OBJECTIVE:
Return in full every line of the material below that has the word "white" in it.

── MATERIAL FOR THIS EXERCISE

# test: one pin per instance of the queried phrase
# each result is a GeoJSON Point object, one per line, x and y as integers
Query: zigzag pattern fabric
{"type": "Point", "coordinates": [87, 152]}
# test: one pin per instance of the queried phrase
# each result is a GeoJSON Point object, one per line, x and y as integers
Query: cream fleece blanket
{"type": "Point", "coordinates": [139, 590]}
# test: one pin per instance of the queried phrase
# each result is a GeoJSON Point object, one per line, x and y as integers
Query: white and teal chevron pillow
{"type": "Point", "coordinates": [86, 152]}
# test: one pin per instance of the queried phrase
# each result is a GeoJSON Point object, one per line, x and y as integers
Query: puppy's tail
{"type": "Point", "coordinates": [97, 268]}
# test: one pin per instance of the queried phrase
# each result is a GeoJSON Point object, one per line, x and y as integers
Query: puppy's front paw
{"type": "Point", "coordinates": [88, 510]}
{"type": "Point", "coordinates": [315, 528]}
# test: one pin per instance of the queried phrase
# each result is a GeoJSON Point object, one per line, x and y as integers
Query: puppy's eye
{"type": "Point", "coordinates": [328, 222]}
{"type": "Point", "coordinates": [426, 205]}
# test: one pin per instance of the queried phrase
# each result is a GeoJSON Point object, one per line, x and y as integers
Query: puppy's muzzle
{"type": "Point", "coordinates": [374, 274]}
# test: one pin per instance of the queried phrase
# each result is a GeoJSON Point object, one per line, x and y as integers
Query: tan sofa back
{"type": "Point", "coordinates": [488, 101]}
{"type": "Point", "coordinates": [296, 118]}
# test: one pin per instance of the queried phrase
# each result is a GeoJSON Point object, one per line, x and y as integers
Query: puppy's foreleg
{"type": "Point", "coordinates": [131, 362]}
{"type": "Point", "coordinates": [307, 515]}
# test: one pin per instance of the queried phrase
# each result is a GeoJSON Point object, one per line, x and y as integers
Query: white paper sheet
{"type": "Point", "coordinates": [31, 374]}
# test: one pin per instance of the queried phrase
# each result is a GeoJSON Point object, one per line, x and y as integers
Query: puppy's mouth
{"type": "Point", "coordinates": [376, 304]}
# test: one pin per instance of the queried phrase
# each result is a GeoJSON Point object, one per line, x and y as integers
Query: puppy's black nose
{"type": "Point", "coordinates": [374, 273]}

────

RESPONSE TO THIS EXERCISE:
Query: white and teal chevron pillow
Query: white paper sheet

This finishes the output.